◆ WHAT YOU ARE ASKED TO DO ◆
Retype, without alteration, each line from the line containing "Note: for every instance of the black jacket" to the final line of the records.
*** MATERIAL FOR THE TASK
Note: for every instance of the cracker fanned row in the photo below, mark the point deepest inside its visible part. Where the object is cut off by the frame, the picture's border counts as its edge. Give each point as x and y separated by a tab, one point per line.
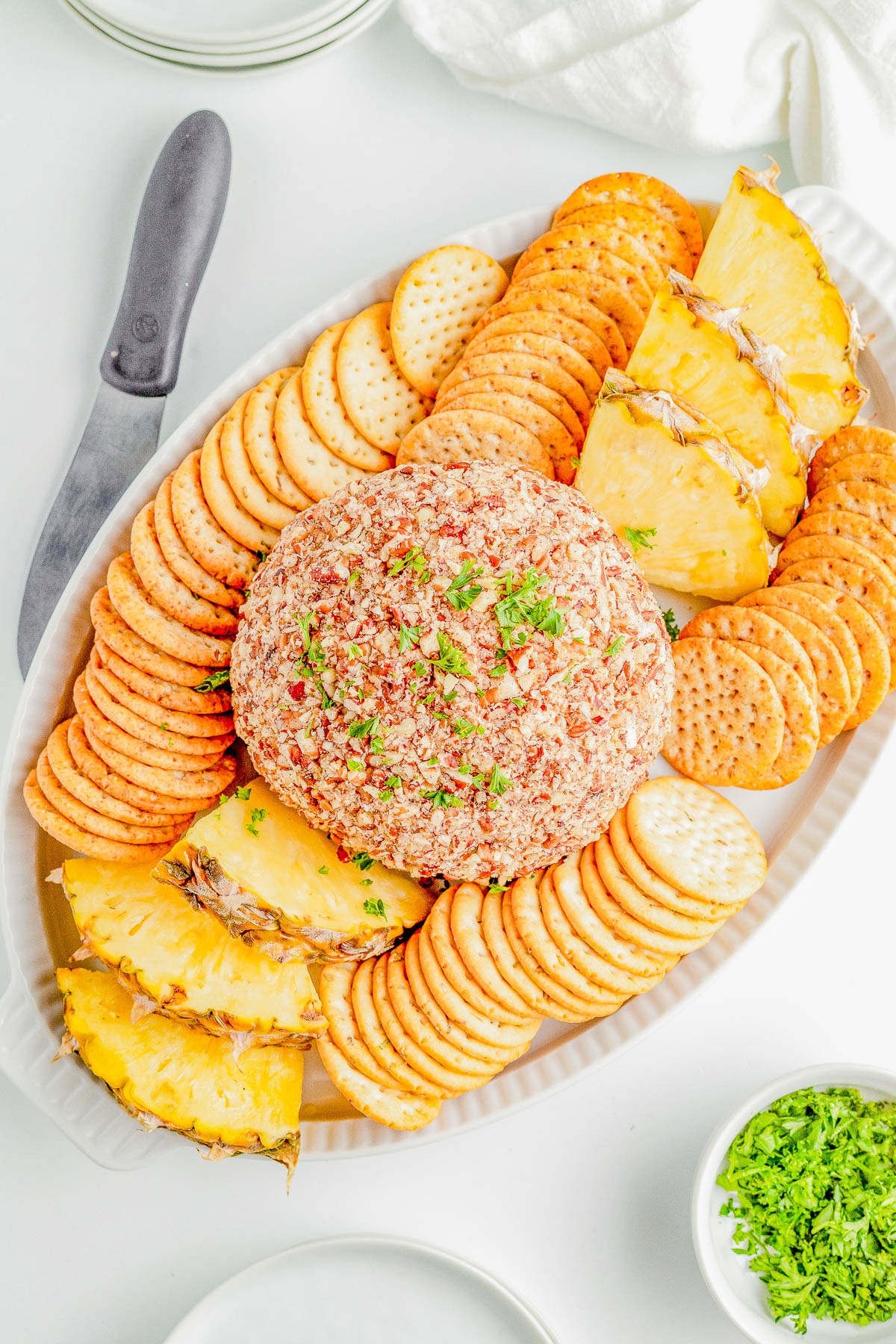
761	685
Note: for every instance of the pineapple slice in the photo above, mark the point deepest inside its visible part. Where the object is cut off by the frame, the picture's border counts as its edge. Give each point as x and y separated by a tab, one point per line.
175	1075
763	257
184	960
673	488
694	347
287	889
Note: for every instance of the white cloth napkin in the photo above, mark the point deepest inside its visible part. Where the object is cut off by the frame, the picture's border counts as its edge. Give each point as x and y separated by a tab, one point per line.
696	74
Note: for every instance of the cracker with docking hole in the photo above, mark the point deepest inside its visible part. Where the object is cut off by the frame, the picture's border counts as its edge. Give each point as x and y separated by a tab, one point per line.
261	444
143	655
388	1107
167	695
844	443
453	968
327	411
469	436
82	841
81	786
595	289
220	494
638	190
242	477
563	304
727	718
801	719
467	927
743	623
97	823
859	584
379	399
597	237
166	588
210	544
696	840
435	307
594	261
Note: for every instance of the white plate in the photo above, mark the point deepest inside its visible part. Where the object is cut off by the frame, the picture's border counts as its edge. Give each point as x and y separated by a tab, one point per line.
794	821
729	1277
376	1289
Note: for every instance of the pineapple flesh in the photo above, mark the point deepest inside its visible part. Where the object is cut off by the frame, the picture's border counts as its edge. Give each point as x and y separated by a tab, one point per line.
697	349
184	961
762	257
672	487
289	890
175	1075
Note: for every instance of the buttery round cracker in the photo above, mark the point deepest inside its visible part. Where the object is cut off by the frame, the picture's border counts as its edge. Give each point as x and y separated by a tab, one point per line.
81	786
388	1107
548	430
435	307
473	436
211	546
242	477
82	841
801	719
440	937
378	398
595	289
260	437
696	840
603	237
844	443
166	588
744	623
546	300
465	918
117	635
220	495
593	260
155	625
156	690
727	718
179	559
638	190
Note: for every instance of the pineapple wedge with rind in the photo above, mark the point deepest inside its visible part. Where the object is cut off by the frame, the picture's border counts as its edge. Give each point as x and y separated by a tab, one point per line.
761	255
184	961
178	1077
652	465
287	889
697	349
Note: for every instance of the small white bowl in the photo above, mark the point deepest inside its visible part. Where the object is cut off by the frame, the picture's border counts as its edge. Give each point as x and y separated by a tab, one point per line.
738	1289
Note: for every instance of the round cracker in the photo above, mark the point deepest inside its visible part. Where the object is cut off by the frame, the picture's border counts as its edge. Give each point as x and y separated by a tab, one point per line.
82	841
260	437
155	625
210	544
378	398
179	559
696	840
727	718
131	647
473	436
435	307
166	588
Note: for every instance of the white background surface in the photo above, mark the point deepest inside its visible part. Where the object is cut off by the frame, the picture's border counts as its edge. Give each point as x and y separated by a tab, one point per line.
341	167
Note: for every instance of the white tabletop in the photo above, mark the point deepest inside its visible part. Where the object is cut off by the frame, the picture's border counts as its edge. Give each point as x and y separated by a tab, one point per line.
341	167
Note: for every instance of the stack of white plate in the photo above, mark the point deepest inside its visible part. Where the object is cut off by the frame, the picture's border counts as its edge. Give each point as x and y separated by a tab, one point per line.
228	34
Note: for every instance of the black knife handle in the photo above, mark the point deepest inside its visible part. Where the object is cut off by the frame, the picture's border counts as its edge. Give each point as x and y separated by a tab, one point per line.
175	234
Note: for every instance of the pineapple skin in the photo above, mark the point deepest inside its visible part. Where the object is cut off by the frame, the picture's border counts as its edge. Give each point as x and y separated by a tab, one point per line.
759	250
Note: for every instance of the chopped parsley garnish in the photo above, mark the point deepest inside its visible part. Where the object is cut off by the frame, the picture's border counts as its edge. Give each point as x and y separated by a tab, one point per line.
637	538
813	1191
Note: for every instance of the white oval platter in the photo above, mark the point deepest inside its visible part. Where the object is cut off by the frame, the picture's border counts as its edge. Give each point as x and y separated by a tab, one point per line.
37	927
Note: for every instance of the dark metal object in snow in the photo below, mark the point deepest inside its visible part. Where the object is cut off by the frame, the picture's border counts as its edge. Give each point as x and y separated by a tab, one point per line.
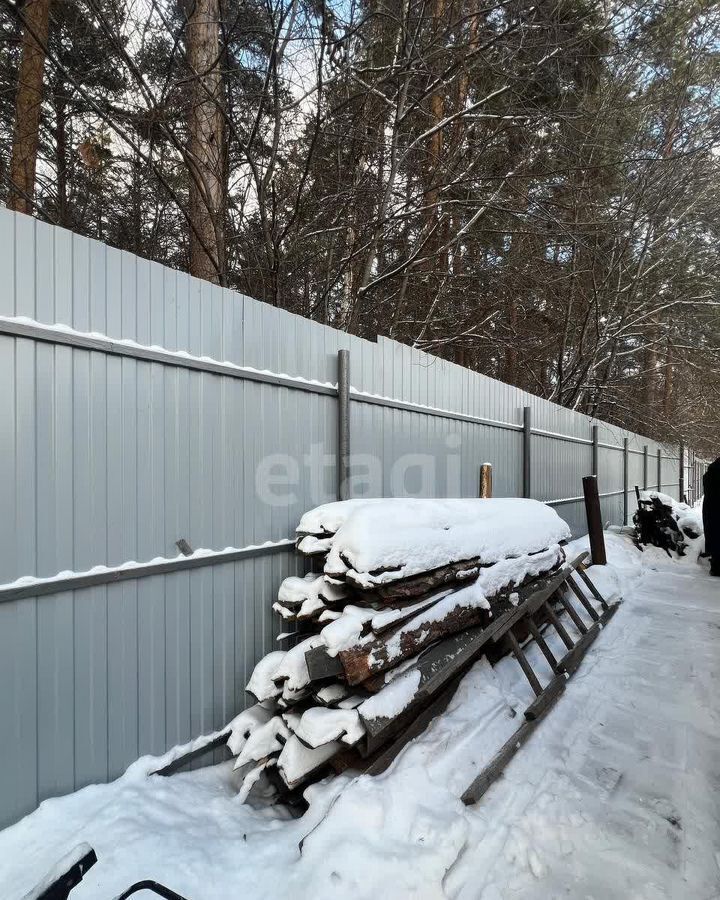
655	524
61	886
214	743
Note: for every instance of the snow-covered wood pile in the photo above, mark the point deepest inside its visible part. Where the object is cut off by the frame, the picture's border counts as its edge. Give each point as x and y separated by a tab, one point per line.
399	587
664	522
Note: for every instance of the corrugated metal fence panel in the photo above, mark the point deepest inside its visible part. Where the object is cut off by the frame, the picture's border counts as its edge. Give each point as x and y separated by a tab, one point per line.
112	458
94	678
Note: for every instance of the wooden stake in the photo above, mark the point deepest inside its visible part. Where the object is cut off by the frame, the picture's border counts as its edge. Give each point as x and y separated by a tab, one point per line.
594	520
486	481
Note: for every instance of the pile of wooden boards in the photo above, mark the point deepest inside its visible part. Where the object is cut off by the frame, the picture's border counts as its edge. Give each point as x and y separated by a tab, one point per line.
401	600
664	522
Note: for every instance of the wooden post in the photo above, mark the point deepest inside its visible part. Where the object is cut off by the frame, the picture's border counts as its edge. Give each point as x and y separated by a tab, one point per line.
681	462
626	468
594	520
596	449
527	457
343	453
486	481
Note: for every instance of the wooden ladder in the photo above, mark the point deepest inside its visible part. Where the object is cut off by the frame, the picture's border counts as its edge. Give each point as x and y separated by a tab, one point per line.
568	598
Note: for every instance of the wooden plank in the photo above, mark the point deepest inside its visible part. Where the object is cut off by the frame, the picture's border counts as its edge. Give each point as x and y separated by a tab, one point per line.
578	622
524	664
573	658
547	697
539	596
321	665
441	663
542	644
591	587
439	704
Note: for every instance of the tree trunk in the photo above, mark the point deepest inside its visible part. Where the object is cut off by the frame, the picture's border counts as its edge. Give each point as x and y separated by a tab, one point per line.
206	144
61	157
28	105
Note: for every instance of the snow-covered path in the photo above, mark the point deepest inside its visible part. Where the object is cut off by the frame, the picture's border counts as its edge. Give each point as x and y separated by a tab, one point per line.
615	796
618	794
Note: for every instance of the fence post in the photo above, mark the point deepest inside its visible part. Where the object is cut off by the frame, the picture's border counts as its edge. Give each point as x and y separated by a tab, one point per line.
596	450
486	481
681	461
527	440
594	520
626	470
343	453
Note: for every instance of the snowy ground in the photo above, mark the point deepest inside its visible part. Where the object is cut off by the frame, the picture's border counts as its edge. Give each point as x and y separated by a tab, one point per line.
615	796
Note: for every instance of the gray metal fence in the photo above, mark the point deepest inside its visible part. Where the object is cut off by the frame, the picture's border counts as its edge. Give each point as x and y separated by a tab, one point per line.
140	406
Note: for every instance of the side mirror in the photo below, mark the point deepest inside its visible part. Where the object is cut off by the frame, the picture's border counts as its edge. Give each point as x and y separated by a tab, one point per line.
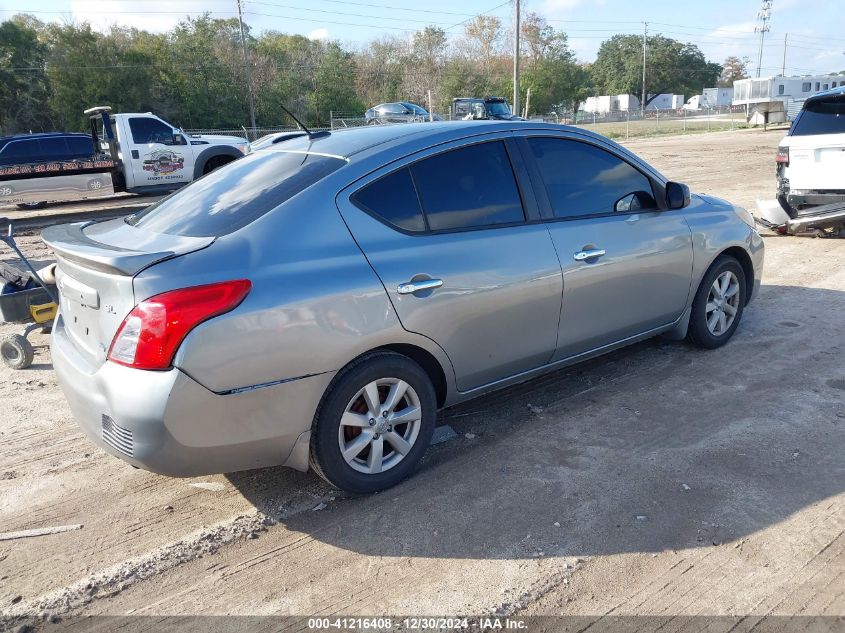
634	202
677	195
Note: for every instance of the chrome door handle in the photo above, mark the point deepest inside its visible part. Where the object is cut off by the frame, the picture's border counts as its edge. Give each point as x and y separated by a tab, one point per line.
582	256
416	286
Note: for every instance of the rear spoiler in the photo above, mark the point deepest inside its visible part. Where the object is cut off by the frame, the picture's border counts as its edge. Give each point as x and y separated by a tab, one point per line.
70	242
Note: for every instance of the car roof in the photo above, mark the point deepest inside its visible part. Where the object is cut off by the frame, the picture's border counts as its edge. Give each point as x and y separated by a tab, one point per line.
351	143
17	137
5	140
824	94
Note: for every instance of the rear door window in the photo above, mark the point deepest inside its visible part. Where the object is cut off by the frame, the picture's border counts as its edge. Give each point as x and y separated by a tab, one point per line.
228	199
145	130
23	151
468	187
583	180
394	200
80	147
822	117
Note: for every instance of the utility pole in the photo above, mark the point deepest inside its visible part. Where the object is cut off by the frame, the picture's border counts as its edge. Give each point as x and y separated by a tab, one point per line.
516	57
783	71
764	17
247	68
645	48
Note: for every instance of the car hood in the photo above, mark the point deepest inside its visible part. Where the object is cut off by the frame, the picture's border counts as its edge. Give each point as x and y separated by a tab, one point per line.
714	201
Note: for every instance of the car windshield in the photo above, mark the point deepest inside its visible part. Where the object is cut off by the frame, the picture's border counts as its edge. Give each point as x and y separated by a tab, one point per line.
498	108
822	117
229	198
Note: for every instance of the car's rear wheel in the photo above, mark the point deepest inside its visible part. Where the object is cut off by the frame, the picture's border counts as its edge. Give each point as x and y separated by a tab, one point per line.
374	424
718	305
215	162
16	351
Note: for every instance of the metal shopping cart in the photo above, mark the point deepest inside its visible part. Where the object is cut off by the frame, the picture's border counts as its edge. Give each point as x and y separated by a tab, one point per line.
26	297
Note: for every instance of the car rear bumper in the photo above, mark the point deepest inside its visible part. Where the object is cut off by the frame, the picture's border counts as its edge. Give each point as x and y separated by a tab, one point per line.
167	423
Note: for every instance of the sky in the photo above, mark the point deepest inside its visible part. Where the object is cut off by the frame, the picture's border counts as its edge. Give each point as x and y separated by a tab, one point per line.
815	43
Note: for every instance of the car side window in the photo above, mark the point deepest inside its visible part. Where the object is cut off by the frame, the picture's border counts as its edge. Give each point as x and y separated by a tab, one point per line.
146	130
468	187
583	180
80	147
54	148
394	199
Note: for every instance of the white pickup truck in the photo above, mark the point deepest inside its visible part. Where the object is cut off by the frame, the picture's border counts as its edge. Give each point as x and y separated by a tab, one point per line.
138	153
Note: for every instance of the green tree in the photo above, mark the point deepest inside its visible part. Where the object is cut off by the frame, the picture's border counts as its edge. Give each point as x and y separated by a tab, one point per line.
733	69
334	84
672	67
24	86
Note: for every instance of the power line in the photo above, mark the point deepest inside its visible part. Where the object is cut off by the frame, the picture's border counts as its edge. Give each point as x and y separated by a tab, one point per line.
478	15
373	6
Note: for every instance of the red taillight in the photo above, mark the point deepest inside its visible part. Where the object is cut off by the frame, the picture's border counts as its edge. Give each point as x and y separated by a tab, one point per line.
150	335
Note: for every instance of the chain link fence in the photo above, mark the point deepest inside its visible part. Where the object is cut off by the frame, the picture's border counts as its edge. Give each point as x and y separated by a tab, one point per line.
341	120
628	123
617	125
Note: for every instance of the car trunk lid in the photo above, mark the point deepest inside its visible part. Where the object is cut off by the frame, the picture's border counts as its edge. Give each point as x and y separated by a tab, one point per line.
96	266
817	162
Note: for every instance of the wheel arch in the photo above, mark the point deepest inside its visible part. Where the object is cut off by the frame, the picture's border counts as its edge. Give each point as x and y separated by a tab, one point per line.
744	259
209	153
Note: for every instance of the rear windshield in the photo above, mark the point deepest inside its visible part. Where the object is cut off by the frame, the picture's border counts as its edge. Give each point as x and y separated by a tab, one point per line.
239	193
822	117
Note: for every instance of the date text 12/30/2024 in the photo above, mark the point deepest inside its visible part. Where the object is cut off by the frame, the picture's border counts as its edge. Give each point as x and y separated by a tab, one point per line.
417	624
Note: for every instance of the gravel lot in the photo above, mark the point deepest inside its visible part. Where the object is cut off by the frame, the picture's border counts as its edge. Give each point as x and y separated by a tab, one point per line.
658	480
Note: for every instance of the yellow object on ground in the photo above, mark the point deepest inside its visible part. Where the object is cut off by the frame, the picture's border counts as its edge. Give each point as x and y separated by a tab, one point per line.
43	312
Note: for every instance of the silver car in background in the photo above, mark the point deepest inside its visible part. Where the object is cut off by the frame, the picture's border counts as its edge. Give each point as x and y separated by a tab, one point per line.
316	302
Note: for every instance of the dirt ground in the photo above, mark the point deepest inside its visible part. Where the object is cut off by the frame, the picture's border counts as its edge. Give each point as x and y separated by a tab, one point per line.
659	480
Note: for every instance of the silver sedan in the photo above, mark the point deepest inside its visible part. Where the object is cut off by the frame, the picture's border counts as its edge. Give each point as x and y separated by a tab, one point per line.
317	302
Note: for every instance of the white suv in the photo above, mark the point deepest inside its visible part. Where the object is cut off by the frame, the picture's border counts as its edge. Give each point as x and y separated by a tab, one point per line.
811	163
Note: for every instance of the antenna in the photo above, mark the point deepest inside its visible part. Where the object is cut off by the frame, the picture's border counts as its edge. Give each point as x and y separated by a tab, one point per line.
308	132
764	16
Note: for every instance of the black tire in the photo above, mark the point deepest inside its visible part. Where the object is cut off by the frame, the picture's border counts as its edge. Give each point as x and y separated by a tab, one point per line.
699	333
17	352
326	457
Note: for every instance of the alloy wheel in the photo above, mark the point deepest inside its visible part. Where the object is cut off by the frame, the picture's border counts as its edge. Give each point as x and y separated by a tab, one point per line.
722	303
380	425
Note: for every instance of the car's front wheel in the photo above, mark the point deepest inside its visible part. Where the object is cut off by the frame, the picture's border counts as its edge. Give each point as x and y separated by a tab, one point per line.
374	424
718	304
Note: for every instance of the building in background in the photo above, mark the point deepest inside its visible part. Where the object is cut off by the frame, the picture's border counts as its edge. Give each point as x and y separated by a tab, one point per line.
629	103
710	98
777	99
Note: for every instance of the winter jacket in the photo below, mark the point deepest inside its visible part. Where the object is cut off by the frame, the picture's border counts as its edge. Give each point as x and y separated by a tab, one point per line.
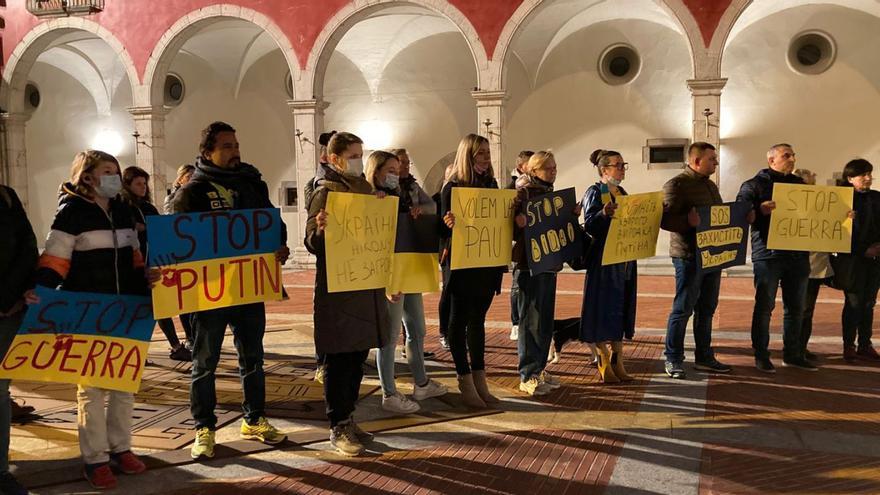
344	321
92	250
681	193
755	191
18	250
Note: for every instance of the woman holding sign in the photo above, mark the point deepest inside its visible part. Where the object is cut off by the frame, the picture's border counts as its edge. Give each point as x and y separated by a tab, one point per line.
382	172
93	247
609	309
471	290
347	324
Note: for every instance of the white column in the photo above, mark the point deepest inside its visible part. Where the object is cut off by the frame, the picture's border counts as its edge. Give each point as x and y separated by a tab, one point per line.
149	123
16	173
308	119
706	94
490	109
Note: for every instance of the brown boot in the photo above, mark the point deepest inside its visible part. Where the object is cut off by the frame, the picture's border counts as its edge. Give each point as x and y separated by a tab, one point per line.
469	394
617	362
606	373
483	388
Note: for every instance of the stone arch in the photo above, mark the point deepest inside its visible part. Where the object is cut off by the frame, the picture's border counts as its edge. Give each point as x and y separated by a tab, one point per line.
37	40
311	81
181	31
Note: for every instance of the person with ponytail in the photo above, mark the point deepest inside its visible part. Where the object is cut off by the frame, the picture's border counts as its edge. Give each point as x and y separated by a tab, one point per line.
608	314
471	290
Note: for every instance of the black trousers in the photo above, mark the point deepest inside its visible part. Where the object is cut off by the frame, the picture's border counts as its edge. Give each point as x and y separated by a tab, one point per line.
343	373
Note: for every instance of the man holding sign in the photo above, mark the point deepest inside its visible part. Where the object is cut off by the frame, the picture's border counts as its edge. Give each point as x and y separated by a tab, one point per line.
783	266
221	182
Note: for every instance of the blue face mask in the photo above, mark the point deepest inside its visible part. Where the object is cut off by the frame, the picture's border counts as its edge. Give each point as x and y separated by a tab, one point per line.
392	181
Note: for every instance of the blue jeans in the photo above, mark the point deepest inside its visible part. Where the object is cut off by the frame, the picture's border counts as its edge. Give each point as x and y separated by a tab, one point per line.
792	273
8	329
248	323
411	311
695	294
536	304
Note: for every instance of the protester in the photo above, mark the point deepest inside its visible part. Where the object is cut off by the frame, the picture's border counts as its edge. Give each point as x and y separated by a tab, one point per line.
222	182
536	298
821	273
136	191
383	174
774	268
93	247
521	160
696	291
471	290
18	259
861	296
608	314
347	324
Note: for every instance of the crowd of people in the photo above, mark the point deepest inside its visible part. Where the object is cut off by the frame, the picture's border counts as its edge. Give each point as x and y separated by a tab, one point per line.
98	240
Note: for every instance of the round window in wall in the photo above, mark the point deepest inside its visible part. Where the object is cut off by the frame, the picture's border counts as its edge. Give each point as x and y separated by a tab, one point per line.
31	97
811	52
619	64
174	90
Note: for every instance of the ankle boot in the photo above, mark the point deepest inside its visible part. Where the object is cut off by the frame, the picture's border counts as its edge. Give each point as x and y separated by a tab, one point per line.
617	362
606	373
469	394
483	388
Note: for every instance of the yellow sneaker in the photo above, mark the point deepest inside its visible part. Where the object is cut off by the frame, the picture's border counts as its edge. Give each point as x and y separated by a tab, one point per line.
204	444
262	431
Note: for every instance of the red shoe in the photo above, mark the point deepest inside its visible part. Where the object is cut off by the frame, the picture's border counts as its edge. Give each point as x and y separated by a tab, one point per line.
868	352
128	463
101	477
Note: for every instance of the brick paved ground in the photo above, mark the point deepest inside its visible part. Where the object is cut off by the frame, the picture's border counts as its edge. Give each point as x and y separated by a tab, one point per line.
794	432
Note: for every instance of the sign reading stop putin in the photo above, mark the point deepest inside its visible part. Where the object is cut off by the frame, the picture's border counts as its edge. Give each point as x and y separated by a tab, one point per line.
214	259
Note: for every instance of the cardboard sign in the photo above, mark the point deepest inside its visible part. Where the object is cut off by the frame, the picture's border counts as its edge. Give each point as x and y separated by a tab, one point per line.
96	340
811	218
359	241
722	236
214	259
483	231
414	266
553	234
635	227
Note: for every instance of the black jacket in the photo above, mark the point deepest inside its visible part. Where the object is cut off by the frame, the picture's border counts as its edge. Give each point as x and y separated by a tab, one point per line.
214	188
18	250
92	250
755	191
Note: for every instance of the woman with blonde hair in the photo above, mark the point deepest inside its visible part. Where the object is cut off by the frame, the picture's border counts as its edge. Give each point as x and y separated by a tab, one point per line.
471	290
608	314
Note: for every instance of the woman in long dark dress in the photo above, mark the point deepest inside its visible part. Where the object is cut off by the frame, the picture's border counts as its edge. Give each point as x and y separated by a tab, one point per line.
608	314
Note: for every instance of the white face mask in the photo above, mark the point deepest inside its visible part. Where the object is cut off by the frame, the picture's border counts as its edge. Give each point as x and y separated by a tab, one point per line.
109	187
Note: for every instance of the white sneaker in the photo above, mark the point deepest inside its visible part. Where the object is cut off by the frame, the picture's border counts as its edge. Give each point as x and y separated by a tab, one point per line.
******
◆ RESULT FOR THIS EXERCISE ◆
Note: for every instance of the black jacket in the photo above, mark the point deepest inside its visible part. Where the object is cut off by the frame, the picture's border counts as its edge. Give each point as x and y separated by a tab, one point per line.
214	188
18	250
92	250
755	191
Note: for every instance of the woman with blonde hair in the photo above, mark the point deepest inside its visible part. Where the object is cut off by the frame, the picture's border counts as its edge. Give each point as x and y separated by a tab, one point per line.
471	290
608	314
Note: for every instance of the woman in long dark dress in the photo above, mark the point deepest inside its visible part. Where the object is cut off by the frame, the picture's border counts as its edge. Give each point as x and y separated by a tab, one point per line.
608	314
Note: for every instance of the white face mask in the photo above, mark the point deepest inside its visible part. Where the object is cut off by the frame, the picture's border counts as its edge. Give each point as x and y separated by a tab, one point per line.
109	187
Note: for every instance of the white sneaker in the photo above, mark the point deepest inside its visible part. Where the object is cut off by the frame, the picture's border counts as its edge. Give each point as x and y separated by a tab, one point per line.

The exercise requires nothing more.